INPUT FOR THIS TASK —
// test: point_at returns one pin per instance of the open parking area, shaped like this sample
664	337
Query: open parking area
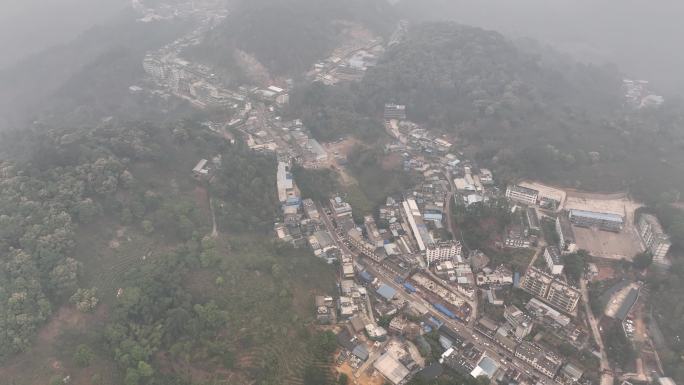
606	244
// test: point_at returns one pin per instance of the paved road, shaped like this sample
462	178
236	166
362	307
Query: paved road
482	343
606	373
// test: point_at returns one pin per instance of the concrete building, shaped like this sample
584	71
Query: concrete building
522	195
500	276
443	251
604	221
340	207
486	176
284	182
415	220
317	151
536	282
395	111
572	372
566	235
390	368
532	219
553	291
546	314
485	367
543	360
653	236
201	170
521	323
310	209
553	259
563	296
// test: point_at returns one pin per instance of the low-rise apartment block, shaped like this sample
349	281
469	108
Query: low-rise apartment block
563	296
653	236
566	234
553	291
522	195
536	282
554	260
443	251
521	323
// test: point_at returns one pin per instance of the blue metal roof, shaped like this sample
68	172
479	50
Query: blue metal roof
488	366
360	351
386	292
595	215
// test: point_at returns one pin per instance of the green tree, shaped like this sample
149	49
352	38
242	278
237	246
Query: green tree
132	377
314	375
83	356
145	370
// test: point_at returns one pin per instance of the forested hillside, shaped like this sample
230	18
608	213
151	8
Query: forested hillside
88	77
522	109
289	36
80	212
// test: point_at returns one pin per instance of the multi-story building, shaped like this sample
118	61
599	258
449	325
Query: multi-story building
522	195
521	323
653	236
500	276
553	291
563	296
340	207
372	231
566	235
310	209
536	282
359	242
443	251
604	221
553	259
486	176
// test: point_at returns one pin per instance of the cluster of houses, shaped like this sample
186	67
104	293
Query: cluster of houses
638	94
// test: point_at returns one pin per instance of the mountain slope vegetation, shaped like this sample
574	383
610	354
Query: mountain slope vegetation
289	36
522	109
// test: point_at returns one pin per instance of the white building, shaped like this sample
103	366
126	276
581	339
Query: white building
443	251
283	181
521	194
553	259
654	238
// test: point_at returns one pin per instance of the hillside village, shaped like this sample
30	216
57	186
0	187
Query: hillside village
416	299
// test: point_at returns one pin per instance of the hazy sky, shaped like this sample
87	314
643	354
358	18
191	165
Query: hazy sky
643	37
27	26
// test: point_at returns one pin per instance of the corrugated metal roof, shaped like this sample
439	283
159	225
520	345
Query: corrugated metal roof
--
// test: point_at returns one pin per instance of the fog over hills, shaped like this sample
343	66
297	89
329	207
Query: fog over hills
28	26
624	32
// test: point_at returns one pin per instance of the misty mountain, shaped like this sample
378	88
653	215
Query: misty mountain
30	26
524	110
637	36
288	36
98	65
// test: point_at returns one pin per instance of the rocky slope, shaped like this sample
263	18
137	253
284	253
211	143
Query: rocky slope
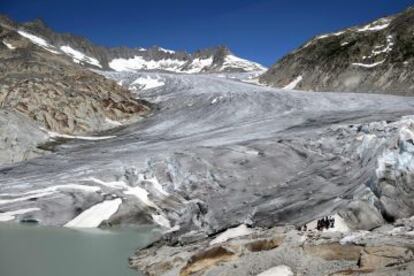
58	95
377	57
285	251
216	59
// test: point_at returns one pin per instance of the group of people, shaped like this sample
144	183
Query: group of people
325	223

EXERCISE AIM —
The response must contain each line above that holds the string "corrugated".

TASK ANSWER —
// test: point_at returns one pin per instance of the corrugated metal roof, shaped like this sample
Query: corrugated metal roof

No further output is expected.